Now we are ready to decide what constraints we want to use. We select bounds constraints (bounds may be scalar or vector valued) as well as bound constraints on the vertical (z-direction) discrete derivative of the image. This also known as a slope constraint and we use it to achieve monotonicity of the pixel values from top to bottom.

We provide scripts to generate projectors and linear operators, but you can build your own as well.

#constraints
constraint = Vector{SetIntersectionProjection.set_definitions}() #Initialize constraint information

#bounds:
m_min     = 1500.0
m_max     = 4500.0
set_type  = "bounds"
TD_OP     = "identity"
app_mode  = ("matrix","")
custom_TD_OP = ([],false)
push!(constraint, set_definitions(set_type,TD_OP,m_min,m_max,app_mode,custom_TD_OP))


#slope constraints (vertical)
m_min     = 0.0
m_max     = 1e6
set_type  = "bounds"
TD_OP     = "D_z"
app_mode  = ("matrix","")
custom_TD_OP = ([],false)
push!(constraint, set_definitions(set_type,TD_OP,m_min,m_max,app_mode,custom_TD_OP))


options.parallel       = false
(P_sub,TD_OP,set_Prop) = setup_constraints(constraint,comp_grid,options.FL);

Once we have projectors and transform-domain operators, we use PARSDMM_precompute_distribute to precompute and distribute things, followed by actually projecting m and plotting the results.

Work to do:
Translate this sentence from the walkthrough on setting up constraints into Spanish: "We provide scripts to generate projectors and linear operators, but you can build your own as well."

Record extracts:
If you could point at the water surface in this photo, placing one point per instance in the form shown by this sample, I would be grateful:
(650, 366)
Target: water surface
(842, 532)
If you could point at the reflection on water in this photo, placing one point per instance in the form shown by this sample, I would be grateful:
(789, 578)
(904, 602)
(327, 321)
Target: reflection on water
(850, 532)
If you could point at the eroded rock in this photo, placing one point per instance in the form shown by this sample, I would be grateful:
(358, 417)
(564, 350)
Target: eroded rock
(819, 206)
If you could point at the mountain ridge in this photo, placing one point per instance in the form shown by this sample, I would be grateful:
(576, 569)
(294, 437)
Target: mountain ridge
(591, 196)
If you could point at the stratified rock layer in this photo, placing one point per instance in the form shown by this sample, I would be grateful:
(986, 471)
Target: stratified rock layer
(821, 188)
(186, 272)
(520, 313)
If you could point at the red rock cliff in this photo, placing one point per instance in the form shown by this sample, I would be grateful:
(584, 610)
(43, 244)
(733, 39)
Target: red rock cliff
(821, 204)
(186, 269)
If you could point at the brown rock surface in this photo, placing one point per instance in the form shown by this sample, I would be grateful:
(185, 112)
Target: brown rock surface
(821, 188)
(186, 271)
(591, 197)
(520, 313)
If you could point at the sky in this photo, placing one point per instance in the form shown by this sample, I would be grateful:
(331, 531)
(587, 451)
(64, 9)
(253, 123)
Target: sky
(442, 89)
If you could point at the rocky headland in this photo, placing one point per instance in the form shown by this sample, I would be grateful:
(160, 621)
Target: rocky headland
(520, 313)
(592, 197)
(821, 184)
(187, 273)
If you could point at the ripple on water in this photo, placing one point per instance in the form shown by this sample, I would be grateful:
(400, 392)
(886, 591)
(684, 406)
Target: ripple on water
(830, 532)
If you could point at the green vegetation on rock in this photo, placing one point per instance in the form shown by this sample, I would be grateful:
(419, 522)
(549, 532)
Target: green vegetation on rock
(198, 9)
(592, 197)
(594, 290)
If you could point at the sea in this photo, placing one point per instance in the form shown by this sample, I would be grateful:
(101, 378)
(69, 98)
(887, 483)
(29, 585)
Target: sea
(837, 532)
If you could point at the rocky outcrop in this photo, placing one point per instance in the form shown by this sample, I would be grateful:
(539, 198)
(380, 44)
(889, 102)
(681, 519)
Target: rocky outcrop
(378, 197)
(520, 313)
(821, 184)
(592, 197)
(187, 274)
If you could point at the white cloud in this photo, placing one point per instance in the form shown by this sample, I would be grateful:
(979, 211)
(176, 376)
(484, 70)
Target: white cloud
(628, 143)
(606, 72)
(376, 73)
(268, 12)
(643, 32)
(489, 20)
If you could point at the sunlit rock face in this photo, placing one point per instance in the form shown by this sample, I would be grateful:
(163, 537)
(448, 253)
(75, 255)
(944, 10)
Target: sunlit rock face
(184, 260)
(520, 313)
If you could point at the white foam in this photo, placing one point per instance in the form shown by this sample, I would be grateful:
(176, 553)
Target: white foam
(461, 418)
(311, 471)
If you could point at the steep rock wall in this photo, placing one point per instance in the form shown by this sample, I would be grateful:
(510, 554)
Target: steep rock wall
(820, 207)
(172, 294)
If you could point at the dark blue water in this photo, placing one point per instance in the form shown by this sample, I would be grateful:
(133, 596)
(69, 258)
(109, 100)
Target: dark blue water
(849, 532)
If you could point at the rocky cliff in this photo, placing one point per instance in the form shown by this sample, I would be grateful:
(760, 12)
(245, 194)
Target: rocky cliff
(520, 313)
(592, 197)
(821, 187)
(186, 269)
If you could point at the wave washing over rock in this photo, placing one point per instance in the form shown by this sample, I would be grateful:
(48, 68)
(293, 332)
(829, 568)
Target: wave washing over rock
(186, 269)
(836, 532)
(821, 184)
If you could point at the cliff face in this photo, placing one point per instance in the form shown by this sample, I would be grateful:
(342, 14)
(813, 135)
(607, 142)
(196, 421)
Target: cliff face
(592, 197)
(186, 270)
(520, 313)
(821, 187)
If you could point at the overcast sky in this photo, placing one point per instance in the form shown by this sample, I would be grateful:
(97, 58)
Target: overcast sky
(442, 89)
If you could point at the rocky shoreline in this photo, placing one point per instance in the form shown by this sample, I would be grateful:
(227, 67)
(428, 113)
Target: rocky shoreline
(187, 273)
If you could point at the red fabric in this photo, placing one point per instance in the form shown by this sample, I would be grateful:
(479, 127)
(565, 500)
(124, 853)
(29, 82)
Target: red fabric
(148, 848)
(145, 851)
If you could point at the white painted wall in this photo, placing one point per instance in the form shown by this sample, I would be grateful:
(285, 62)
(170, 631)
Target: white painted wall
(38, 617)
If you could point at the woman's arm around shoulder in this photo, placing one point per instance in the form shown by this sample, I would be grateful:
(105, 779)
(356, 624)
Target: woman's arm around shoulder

Response:
Proporcionamos scripts para generar proyectores y operadores lineales, pero también puedes construir los tuyos propios.